* _PROBLEM_
Your reply should consist solely of the lines from the one containing "Please mark the crane boom" through the end of the data, restated word for word.

Saved entries
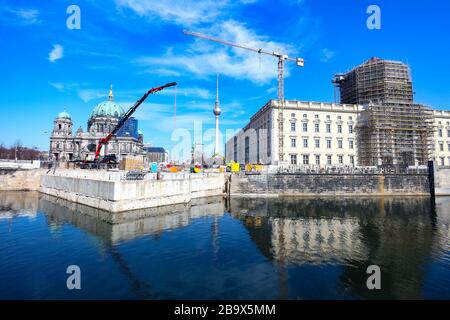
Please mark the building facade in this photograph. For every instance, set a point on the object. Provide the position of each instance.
(376, 123)
(66, 146)
(314, 134)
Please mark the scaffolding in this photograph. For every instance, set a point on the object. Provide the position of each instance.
(376, 81)
(395, 135)
(392, 130)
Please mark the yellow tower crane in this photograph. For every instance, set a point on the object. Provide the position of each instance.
(281, 58)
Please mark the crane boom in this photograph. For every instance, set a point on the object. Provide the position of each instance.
(127, 115)
(281, 58)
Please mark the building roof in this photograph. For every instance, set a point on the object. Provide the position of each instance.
(108, 108)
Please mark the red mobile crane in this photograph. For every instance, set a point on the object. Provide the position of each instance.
(104, 141)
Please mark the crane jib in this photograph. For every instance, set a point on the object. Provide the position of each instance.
(127, 115)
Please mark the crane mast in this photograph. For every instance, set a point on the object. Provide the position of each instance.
(281, 59)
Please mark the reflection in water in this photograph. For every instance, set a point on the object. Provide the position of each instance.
(398, 234)
(263, 248)
(131, 224)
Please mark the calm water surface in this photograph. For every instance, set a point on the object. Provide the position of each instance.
(243, 249)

* _WRITTEN ANSWER_
Please mark the crane boom in this photograph. For every instance, set a point on the object. Provide the position of each instance.
(127, 115)
(281, 58)
Please mark the building roof in this photograph. For every instance, set a point on the object. Provide the position of each instance.
(108, 108)
Please mark the red mobile crane in this photograph. For every instance, set a point on the object. Provide the position of each instance.
(104, 141)
Please mark the crane jib in this photograph. For every instance, set a point on the object. Provide the position of each instance.
(127, 115)
Please mark the crane mast in this photograph. For every instance, set a point on the object. Provide the position of each instance.
(281, 59)
Please mark the reflection in water in this photograph. For every instance, set a point on the object. Provide the position of each instance.
(398, 234)
(263, 248)
(131, 224)
Please mark the calm water surface in this photograph. For every instance, set a point on the object. Provide the position of each instance.
(243, 249)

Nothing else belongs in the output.